### What the task asks
Locate every line in the listing that contains the word "purple", and copy each of those lines.

Stored items from a collection:
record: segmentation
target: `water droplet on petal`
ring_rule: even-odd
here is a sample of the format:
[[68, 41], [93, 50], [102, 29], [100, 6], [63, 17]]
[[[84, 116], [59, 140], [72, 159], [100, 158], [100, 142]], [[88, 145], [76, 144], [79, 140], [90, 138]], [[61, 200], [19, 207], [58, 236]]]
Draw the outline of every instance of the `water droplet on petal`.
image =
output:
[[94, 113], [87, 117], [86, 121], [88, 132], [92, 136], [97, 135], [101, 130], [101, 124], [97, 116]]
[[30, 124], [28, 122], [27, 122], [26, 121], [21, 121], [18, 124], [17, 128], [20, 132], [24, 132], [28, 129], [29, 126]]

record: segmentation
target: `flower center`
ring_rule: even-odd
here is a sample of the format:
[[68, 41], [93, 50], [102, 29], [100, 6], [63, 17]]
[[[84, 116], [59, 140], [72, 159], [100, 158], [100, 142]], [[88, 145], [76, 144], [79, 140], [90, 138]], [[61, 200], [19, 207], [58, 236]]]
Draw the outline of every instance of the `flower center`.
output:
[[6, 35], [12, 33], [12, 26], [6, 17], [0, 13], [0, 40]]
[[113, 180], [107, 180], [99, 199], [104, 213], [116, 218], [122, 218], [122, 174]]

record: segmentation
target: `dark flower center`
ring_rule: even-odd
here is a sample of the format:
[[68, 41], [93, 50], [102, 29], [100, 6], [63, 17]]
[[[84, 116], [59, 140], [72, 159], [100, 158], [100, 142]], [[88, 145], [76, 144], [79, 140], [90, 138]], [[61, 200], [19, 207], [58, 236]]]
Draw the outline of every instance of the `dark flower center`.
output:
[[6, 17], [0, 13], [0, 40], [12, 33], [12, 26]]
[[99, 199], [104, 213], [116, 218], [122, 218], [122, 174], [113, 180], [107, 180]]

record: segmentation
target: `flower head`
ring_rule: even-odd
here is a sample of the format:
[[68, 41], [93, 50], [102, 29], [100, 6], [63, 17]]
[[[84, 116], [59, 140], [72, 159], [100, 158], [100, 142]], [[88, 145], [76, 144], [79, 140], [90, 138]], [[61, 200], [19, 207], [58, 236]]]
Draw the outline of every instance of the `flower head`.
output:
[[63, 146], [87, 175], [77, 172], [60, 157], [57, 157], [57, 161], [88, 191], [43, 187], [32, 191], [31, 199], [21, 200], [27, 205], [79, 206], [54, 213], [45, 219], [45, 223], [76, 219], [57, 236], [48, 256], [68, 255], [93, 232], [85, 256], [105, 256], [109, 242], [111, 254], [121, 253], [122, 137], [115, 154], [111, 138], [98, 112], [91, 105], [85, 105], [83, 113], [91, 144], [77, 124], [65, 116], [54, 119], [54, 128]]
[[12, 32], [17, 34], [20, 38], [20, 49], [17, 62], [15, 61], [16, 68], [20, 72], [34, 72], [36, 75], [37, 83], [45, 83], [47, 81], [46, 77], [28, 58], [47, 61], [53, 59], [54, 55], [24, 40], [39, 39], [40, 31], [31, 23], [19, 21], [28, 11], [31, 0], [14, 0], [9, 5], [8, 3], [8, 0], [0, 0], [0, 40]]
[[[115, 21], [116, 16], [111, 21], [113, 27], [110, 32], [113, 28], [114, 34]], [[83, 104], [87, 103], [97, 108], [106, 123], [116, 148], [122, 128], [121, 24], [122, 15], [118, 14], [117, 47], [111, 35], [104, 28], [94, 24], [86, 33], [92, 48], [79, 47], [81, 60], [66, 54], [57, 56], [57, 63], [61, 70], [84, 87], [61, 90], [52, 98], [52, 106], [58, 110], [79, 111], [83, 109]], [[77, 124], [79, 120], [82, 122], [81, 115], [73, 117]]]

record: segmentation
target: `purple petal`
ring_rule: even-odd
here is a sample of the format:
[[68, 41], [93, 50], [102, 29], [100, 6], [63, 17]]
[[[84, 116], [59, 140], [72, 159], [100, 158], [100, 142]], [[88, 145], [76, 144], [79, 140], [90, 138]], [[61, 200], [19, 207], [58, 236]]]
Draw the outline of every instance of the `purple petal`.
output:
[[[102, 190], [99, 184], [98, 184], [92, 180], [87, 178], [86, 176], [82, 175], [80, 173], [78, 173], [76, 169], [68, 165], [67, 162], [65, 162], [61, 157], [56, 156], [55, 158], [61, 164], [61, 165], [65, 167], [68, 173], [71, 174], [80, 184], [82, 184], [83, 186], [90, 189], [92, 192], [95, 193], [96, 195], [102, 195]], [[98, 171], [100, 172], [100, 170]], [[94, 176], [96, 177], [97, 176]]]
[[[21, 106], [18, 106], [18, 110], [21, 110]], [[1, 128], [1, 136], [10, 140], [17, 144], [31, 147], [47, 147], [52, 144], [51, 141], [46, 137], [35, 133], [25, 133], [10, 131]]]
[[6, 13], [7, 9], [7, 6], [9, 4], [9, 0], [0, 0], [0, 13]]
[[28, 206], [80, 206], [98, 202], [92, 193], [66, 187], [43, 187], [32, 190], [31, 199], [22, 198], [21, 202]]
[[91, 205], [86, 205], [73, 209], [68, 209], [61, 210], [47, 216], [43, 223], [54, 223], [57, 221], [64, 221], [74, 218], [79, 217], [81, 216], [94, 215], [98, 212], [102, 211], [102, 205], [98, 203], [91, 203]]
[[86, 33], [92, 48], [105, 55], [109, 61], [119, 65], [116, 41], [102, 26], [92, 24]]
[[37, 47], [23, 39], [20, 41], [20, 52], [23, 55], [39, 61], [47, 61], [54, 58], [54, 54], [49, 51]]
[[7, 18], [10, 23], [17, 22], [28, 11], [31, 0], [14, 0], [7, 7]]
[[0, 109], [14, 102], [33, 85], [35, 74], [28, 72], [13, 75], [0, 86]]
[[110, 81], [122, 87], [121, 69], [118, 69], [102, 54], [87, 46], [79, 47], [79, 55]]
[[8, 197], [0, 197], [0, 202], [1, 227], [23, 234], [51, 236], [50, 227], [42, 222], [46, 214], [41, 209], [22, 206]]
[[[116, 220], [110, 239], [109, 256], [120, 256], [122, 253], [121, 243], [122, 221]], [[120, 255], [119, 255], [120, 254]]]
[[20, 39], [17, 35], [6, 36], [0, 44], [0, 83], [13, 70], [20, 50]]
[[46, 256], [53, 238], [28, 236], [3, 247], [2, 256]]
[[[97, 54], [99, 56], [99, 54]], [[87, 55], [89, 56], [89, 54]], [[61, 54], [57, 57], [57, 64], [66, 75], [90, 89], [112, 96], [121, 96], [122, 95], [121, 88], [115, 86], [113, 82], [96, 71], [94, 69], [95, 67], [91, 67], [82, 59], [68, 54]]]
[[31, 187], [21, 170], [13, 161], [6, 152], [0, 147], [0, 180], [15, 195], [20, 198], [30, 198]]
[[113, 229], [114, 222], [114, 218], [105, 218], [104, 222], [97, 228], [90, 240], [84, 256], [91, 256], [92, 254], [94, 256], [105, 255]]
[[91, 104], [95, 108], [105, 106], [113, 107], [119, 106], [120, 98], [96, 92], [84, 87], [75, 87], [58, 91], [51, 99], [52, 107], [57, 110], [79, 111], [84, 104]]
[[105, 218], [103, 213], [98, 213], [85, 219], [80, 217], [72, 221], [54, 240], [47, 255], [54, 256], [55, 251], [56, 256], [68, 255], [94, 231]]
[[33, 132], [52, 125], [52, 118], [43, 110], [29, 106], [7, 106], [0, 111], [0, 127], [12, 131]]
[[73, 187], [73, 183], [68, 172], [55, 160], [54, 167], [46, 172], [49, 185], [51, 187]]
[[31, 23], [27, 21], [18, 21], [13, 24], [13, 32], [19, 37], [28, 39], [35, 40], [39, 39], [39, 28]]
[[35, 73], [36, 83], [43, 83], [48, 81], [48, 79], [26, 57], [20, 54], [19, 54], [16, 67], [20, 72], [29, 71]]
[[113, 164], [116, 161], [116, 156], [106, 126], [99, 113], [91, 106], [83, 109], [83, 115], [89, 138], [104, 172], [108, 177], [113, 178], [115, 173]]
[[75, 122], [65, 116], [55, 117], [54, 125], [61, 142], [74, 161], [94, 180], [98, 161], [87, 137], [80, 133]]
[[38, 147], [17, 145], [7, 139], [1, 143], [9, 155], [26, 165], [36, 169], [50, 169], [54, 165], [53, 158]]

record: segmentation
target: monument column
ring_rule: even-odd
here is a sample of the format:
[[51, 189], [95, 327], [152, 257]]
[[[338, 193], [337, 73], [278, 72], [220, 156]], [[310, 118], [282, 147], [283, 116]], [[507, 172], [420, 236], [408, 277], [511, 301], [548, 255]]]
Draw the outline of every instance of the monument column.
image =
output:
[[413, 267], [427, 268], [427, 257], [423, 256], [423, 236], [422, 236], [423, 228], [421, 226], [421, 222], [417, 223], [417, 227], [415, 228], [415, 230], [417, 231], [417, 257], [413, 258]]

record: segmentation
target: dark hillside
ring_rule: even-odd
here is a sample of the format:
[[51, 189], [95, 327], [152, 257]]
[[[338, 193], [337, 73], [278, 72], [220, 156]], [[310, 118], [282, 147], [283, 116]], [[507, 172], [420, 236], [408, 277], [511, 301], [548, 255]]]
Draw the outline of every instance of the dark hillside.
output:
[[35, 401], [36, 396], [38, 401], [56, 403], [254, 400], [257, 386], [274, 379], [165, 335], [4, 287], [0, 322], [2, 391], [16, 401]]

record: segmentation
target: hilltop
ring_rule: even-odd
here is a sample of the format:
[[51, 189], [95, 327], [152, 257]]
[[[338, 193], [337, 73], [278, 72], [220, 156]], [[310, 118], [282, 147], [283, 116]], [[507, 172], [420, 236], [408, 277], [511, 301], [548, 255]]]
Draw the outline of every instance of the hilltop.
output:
...
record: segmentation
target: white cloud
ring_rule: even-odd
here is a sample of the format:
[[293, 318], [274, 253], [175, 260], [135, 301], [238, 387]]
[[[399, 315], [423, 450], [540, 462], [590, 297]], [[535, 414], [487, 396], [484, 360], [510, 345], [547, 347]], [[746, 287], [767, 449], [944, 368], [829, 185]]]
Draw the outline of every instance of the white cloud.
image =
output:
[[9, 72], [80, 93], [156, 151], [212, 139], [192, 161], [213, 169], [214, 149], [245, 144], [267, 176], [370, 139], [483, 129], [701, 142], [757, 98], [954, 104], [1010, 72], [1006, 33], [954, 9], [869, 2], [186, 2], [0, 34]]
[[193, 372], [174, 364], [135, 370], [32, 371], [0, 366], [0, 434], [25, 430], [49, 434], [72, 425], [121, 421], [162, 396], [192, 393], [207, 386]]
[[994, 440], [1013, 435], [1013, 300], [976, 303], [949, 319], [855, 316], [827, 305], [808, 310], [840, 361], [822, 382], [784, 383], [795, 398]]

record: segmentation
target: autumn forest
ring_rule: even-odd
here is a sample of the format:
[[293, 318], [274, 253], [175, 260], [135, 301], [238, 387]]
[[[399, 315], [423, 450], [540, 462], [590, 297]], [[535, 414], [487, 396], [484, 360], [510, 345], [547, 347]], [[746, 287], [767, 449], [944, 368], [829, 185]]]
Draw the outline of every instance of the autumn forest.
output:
* * *
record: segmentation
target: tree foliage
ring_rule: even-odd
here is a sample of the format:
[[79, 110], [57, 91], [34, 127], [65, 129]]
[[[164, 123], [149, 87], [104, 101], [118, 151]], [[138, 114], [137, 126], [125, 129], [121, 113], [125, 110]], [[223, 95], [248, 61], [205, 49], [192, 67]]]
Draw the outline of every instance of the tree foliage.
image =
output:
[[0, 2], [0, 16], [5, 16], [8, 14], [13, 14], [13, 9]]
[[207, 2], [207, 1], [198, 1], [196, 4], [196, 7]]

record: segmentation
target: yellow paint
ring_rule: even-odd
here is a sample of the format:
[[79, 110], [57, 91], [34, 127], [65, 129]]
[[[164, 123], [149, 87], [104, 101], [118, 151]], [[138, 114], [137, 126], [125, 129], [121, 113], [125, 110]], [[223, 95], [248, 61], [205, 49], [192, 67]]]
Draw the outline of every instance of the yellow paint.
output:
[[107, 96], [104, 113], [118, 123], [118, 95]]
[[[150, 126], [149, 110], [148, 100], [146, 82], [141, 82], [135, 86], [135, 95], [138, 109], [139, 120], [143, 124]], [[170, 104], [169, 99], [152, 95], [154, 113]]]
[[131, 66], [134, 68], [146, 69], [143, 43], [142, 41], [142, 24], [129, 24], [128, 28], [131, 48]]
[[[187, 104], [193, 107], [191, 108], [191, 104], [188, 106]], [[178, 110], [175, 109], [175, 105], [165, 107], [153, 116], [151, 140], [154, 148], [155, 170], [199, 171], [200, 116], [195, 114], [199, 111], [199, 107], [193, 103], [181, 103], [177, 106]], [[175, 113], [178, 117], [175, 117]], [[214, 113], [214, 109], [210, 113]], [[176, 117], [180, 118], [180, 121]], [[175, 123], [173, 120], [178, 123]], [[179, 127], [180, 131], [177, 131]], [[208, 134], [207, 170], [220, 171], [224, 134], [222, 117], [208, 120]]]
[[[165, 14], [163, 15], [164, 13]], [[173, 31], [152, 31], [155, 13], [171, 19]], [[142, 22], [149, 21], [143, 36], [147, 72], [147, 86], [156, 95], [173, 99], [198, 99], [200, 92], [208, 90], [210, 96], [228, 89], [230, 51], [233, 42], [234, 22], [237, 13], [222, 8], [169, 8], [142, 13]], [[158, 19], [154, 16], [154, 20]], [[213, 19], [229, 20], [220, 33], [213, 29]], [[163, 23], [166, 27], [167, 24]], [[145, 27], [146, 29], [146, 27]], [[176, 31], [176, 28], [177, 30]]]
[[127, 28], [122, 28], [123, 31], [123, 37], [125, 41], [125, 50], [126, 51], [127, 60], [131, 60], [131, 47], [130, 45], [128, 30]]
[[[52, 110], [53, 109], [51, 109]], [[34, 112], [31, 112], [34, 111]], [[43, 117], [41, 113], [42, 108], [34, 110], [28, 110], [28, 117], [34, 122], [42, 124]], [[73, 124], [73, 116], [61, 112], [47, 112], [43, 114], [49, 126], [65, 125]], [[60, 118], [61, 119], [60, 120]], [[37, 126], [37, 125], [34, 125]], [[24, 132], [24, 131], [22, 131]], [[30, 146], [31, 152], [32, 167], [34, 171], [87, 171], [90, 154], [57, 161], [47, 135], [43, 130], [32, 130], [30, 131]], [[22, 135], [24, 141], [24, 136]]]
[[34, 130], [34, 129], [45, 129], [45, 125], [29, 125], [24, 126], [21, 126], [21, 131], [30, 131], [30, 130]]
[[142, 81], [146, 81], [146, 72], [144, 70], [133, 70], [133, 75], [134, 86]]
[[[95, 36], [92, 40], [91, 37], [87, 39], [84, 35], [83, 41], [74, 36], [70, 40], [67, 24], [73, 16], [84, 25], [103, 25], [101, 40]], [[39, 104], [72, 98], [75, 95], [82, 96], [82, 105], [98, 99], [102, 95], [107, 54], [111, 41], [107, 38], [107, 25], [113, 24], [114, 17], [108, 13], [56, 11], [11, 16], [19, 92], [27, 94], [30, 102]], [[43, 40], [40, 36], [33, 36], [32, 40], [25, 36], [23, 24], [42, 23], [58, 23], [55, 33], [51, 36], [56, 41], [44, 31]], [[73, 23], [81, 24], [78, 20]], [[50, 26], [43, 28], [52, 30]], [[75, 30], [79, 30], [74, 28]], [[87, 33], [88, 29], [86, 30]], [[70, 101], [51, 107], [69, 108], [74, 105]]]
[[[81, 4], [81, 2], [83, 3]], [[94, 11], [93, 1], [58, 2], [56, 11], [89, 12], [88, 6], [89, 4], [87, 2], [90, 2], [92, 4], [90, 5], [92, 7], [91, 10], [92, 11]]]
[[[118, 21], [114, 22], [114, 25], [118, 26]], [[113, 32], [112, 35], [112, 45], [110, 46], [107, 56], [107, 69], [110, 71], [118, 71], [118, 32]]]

### Answer in full
target: `purple petal`
Draw the outline of every instance of the `purple petal`.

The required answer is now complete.